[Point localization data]
########
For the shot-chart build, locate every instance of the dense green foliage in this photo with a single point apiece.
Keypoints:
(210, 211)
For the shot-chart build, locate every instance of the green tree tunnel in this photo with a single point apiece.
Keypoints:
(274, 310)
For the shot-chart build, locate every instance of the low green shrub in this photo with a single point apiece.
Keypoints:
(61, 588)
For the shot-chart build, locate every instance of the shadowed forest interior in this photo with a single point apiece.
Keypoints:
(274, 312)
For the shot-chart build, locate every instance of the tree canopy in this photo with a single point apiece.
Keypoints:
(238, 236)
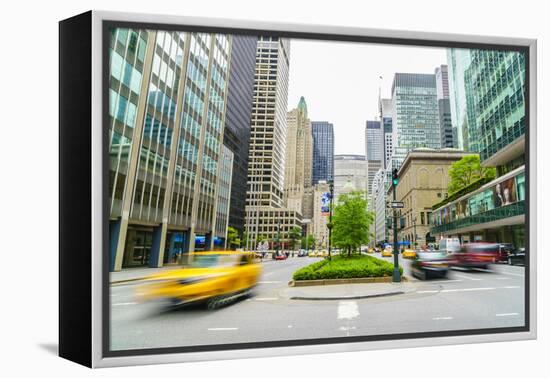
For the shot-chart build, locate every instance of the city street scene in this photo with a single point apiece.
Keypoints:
(274, 189)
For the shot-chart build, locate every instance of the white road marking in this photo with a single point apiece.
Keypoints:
(513, 274)
(468, 278)
(466, 289)
(347, 310)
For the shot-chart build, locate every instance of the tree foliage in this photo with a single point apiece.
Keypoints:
(466, 171)
(351, 222)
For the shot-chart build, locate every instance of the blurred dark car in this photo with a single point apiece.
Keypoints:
(476, 255)
(433, 264)
(517, 257)
(504, 250)
(280, 256)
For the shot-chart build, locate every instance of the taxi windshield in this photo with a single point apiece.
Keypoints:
(214, 260)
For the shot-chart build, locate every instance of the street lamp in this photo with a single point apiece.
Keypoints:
(414, 224)
(329, 225)
(278, 237)
(396, 274)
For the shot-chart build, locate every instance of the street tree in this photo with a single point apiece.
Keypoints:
(351, 222)
(466, 171)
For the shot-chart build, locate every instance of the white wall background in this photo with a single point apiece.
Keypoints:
(28, 211)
########
## PROBLEM DESCRIPTION
Looking at the entries above, count each line in which the word "white" occurs, then give the total and nothing further.

## EXERCISE ANSWER
2